- THE PROBLEM -
Give again, unaltered, the line with "Q: Returning coordinates formatted like [375,199], pin" and all lines that follow it in the listing below, minus any pictures.
——————
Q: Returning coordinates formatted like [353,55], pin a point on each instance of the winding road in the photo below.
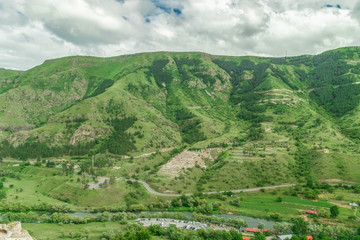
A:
[152,191]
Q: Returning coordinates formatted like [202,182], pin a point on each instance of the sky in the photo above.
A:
[32,31]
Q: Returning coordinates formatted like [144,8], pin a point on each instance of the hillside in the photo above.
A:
[264,121]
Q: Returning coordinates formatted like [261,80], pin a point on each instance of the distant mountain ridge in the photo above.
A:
[145,102]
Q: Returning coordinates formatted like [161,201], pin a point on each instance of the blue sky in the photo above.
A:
[32,31]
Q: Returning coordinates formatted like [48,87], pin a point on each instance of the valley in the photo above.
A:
[181,132]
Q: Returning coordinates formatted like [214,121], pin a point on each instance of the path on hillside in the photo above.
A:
[148,154]
[93,185]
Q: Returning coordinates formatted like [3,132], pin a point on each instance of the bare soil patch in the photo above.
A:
[186,159]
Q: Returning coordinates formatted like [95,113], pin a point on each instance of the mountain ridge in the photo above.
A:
[148,101]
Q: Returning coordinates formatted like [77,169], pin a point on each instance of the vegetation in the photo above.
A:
[239,123]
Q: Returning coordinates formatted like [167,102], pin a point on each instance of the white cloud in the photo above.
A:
[32,31]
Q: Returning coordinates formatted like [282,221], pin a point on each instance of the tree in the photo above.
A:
[259,236]
[261,225]
[2,194]
[299,227]
[334,211]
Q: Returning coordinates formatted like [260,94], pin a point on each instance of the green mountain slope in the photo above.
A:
[278,119]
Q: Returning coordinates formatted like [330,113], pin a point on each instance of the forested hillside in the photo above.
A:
[275,119]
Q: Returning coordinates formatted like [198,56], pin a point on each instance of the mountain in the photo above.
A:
[276,119]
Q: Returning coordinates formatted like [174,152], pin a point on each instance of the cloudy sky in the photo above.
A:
[32,31]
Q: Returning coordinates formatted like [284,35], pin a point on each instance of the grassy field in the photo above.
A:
[94,231]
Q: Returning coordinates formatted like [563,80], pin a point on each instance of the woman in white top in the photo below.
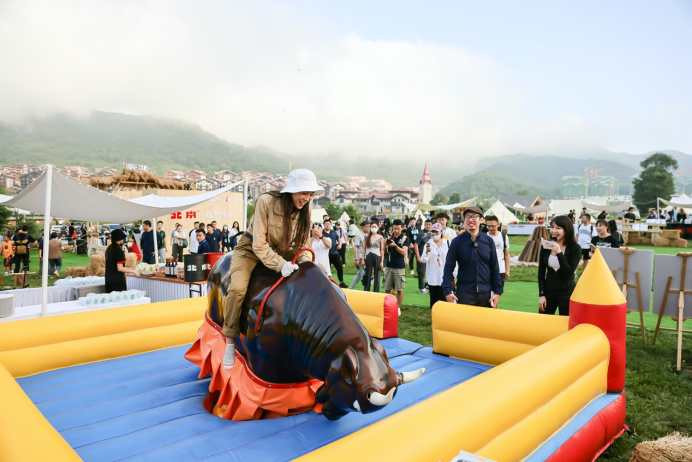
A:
[435,256]
[321,245]
[374,249]
[234,234]
[178,240]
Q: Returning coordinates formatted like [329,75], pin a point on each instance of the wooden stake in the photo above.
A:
[663,306]
[627,251]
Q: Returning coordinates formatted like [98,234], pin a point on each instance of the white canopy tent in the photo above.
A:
[466,203]
[682,200]
[317,214]
[344,219]
[619,207]
[563,206]
[541,208]
[502,213]
[55,194]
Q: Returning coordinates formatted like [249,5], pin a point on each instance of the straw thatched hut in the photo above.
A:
[132,179]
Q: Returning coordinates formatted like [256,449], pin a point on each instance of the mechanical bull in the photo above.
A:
[308,336]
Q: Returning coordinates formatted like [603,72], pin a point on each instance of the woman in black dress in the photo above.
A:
[557,267]
[115,264]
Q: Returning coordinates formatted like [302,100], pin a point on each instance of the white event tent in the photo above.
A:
[619,207]
[541,208]
[57,195]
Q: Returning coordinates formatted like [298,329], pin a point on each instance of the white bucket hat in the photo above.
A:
[301,180]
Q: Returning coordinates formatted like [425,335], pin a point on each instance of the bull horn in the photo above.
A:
[408,377]
[378,399]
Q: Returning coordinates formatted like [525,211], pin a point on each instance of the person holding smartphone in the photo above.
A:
[557,266]
[321,245]
[434,257]
[604,238]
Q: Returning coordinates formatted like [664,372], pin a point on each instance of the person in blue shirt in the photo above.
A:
[478,273]
[334,251]
[147,241]
[203,245]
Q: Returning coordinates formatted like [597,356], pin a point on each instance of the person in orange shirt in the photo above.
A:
[7,254]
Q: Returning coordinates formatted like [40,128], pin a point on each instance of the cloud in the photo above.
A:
[256,73]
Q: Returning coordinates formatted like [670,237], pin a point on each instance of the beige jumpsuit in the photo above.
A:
[266,229]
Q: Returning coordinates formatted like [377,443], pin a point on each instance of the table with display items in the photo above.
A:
[164,289]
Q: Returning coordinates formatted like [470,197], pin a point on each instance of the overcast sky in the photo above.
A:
[402,78]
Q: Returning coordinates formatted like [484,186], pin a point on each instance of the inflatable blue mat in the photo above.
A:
[148,407]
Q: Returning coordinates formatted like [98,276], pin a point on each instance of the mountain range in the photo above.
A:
[105,139]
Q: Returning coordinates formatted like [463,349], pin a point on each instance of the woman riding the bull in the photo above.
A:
[278,229]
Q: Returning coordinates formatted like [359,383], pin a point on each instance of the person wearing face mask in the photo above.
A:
[434,257]
[604,238]
[447,233]
[358,252]
[374,250]
[321,244]
[225,239]
[235,234]
[557,265]
[278,229]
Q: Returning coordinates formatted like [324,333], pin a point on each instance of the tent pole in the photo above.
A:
[156,241]
[46,237]
[245,205]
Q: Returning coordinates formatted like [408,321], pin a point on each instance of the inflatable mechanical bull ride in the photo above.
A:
[308,352]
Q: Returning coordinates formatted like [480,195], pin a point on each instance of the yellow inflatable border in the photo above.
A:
[546,375]
[490,336]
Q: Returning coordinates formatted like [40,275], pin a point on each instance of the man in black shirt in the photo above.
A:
[604,238]
[630,214]
[22,241]
[212,239]
[412,236]
[395,266]
[421,241]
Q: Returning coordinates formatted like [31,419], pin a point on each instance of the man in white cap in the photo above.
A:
[278,229]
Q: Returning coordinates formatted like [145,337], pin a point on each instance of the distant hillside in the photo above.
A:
[107,140]
[547,171]
[490,185]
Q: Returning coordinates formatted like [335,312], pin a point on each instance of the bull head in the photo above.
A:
[363,383]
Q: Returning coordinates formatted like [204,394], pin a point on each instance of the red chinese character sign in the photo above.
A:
[224,209]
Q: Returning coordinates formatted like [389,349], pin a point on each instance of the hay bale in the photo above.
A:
[130,260]
[671,448]
[679,243]
[662,242]
[97,261]
[670,233]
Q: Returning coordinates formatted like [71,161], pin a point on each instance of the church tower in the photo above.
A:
[425,187]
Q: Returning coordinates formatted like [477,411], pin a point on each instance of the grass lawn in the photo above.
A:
[68,260]
[659,399]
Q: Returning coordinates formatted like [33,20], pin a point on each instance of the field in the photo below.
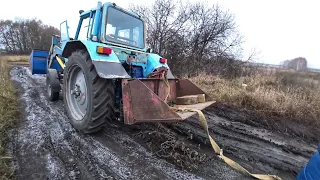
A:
[253,121]
[8,110]
[280,98]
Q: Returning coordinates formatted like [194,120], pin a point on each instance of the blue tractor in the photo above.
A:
[106,72]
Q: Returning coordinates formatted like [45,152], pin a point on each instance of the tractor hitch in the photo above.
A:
[147,100]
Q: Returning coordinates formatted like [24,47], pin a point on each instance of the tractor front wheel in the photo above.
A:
[89,99]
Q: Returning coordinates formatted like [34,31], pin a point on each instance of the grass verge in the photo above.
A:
[8,115]
[281,96]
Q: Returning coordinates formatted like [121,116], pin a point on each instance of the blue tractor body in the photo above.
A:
[109,47]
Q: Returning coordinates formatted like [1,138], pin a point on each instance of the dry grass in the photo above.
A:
[276,95]
[8,115]
[22,60]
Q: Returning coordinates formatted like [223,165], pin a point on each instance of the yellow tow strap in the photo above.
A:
[219,151]
[215,146]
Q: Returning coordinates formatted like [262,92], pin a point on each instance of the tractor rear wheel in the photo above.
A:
[89,99]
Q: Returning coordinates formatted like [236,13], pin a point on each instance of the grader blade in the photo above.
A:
[146,100]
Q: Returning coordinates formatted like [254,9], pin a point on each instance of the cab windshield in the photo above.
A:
[124,29]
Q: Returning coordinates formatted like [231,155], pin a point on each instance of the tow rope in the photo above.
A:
[218,151]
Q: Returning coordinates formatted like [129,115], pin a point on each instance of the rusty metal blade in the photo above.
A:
[141,104]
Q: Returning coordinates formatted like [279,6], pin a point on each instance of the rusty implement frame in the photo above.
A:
[144,100]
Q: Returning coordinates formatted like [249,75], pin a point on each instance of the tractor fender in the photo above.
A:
[53,80]
[107,66]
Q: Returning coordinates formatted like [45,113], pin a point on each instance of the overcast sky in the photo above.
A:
[280,30]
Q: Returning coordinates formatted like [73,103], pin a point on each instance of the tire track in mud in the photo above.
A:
[256,149]
[46,146]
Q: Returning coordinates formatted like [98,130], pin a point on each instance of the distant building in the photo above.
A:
[298,64]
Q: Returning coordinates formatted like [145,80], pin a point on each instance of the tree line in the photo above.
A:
[21,36]
[195,37]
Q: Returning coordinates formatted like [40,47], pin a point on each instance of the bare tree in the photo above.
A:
[21,36]
[193,36]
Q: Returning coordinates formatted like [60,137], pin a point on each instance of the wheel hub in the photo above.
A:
[77,93]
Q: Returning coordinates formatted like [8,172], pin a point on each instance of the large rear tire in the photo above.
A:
[89,99]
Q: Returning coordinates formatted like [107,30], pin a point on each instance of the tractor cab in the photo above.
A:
[124,34]
[106,72]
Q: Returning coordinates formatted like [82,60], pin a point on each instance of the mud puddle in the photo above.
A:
[46,146]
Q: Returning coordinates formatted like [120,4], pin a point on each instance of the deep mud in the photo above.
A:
[45,146]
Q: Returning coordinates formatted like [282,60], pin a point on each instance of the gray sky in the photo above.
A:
[279,30]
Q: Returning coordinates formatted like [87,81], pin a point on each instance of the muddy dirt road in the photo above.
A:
[45,146]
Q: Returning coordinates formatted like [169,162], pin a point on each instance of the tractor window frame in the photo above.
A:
[89,22]
[140,45]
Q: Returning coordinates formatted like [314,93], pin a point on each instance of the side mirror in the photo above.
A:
[149,50]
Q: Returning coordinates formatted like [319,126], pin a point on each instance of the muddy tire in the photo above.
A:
[89,99]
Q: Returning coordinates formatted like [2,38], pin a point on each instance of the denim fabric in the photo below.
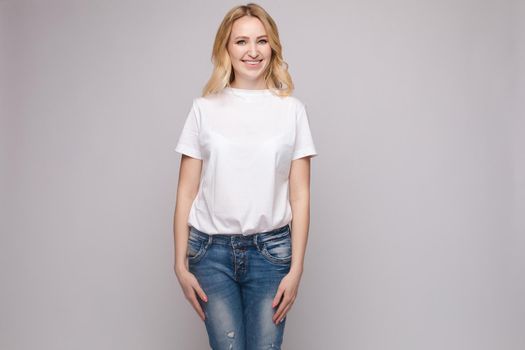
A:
[240,275]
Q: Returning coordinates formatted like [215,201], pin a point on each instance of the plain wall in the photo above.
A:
[417,228]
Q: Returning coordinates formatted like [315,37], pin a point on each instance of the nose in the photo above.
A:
[252,51]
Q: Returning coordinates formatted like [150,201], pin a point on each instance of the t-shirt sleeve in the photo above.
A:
[304,143]
[189,137]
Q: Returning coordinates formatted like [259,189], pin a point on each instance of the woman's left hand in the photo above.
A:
[288,286]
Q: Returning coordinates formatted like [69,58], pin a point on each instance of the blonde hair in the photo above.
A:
[276,75]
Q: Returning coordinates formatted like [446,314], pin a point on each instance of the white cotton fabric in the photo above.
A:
[247,140]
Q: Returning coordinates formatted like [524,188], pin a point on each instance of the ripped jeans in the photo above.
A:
[240,275]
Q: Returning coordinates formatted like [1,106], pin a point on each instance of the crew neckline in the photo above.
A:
[248,92]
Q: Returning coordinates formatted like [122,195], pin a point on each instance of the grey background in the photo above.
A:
[418,193]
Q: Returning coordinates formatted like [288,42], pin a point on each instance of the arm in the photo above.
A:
[300,203]
[187,188]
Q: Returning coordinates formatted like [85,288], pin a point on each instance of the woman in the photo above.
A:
[237,259]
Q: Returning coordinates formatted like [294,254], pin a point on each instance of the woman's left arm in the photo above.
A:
[300,203]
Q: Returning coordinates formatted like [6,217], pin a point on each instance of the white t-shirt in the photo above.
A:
[247,140]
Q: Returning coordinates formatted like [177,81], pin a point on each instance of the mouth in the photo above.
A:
[252,63]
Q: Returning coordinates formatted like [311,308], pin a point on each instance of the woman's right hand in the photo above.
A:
[191,288]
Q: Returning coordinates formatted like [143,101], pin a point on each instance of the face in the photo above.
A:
[250,53]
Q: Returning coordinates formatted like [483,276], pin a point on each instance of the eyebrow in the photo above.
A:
[242,36]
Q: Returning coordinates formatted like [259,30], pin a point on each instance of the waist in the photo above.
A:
[223,238]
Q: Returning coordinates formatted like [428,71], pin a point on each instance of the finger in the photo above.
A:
[284,313]
[198,308]
[277,297]
[200,292]
[279,311]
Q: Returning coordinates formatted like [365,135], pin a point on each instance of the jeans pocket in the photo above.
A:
[278,250]
[197,247]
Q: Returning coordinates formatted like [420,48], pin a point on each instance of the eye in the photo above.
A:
[243,41]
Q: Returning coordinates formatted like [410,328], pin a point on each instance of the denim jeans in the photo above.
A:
[240,275]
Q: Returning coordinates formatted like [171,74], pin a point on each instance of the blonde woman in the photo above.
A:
[244,173]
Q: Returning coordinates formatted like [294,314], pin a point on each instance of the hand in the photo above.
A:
[288,286]
[191,287]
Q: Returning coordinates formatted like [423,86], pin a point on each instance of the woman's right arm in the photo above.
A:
[187,188]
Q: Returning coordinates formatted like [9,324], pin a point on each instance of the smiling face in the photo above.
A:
[250,53]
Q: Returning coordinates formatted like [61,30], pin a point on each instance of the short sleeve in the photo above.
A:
[304,143]
[189,137]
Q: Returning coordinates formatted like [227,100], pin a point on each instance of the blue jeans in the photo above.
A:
[240,275]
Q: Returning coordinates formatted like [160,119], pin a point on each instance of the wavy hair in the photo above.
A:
[276,75]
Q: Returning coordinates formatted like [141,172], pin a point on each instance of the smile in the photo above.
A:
[252,63]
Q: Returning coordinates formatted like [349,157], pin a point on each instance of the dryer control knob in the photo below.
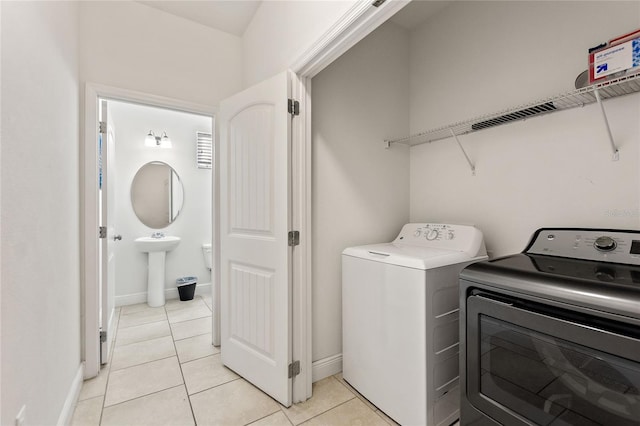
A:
[432,234]
[605,244]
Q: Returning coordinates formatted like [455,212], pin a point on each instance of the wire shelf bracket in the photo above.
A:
[471,165]
[616,153]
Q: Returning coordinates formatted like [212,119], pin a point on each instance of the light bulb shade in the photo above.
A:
[165,142]
[150,140]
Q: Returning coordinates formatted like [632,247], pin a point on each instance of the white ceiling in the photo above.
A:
[417,12]
[231,16]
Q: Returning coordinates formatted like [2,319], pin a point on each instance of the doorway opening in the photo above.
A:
[116,269]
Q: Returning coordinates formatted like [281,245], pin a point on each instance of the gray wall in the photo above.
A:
[476,58]
[360,190]
[39,208]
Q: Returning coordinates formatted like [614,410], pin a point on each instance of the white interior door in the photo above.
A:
[107,217]
[255,140]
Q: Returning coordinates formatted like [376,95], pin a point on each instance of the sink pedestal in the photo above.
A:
[157,249]
[155,281]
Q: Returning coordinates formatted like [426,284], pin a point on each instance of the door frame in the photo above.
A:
[89,226]
[358,22]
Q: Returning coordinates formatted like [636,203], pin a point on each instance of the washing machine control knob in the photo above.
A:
[605,244]
[432,234]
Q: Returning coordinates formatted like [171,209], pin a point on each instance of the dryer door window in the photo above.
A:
[527,367]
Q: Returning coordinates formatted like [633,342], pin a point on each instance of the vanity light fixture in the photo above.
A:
[157,141]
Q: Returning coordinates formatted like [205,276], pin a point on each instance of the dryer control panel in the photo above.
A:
[604,245]
[465,238]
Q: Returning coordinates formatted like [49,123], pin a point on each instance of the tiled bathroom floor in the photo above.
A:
[164,371]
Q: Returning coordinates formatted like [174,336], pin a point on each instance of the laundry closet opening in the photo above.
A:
[160,185]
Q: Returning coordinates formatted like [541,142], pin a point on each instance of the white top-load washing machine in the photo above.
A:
[400,320]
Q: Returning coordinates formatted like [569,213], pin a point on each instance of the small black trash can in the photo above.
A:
[186,287]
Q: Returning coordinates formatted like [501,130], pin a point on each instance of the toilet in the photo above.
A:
[208,256]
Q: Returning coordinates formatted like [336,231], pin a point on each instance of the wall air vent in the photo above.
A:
[204,150]
[517,115]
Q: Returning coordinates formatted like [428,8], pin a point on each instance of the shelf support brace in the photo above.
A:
[616,153]
[473,168]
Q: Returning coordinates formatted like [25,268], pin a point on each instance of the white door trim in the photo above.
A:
[359,21]
[89,227]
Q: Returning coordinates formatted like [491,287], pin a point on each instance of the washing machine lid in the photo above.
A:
[409,256]
[426,246]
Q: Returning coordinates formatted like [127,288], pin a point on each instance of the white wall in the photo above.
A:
[129,45]
[39,208]
[360,190]
[281,31]
[193,225]
[476,58]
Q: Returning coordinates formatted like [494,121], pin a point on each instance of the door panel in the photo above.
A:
[107,218]
[254,222]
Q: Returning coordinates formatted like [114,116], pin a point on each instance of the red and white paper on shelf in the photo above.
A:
[620,54]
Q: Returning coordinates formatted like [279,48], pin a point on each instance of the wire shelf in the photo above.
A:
[577,98]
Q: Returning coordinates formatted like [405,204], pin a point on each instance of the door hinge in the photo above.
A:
[294,369]
[294,238]
[294,107]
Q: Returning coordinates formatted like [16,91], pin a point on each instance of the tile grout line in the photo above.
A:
[213,387]
[106,385]
[184,382]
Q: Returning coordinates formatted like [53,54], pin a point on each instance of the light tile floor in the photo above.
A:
[164,371]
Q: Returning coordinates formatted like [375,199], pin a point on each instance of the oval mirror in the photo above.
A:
[157,194]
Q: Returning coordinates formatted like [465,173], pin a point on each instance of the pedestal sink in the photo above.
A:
[157,249]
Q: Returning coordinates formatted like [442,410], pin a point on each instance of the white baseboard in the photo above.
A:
[326,367]
[203,289]
[72,398]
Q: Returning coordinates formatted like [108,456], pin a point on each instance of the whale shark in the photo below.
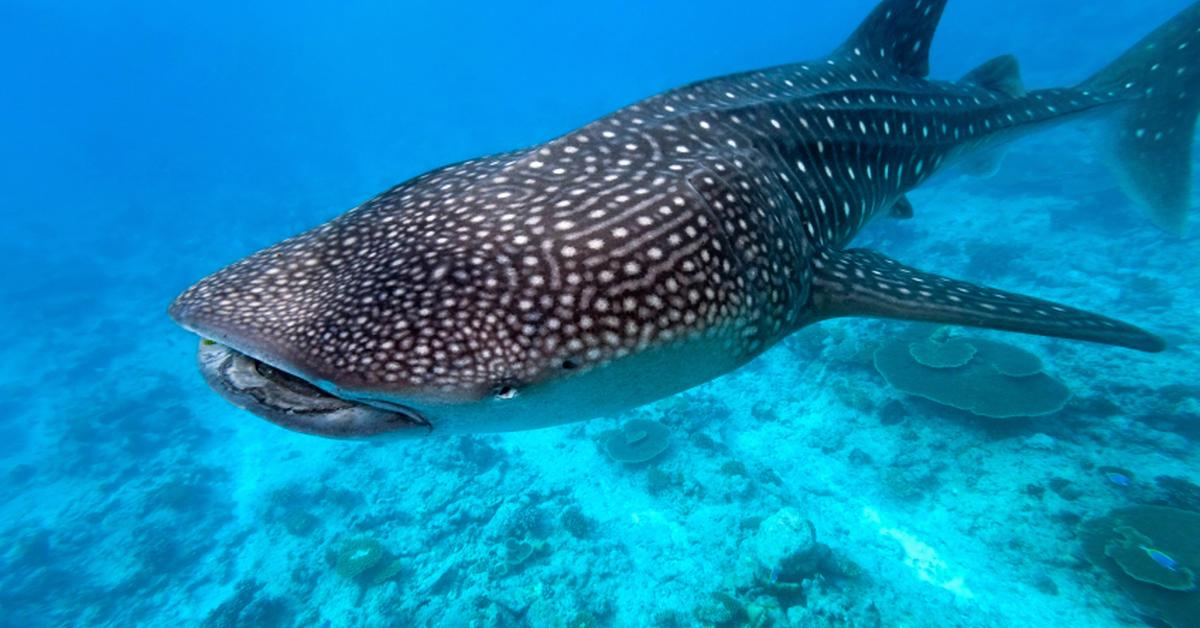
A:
[666,244]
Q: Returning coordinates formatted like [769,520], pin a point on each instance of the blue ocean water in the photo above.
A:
[148,144]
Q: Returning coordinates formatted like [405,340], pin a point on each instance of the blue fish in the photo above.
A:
[1161,558]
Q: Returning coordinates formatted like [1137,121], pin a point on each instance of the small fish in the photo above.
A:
[1161,558]
[1120,479]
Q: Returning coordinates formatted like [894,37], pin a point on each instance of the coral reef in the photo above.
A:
[979,376]
[366,562]
[636,441]
[1153,554]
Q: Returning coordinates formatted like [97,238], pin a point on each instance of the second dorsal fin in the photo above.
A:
[898,33]
[1002,75]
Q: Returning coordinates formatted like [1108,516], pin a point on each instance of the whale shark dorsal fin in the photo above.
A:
[1002,75]
[863,282]
[898,33]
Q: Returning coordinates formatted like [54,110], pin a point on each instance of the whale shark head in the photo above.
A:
[456,299]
——————
- OUTPUT BELOW -
Q: Returning coordinates formatted like [375,199], pin a point on each instance of the oval mirror in the photo above.
A:
[157,194]
Q: Returning coordinates formatted like [465,173], pin a point on each instance of the pedestal sink in the photo above.
A:
[157,249]
Q: Returning coordinates formatted like [442,410], pin a point on each instance of the white baseboard in the photo above.
A:
[326,367]
[203,289]
[72,398]
Q: Returning coordinates formatted like [108,456], pin a point on each instance of the whale shark in the photo below.
A:
[666,244]
Q: Returning coordinates formatted like [769,520], pin a point on each instance of the blue ocean water in the photo above.
A:
[148,144]
Q: Returning coordinates formatted like [405,340], pin a point on each instance of the blue fish in the photo above.
A:
[1161,558]
Q: Returning coordinates formatted like [1137,121], pin a point on each instance of the small fish in the photo above.
A:
[1161,558]
[1120,479]
Q: Returning coordinates formatted like [894,37], pin a point on each instance of the coral reef in the photo above.
A:
[979,376]
[366,562]
[636,441]
[1153,554]
Q: Returning coordinates formatted like [97,238], pin a point on each instance of the second dorsal fin in the photo above.
A:
[898,33]
[1002,75]
Q: Returning coordinates formatted like [1108,516], pin a point on each instance of the whale shark dorsal fin in the photo above.
A:
[1002,75]
[863,282]
[898,33]
Q: Returning coordinates formatted like [54,110], pin a point on each instance of the whale shark head in the photo above.
A:
[456,299]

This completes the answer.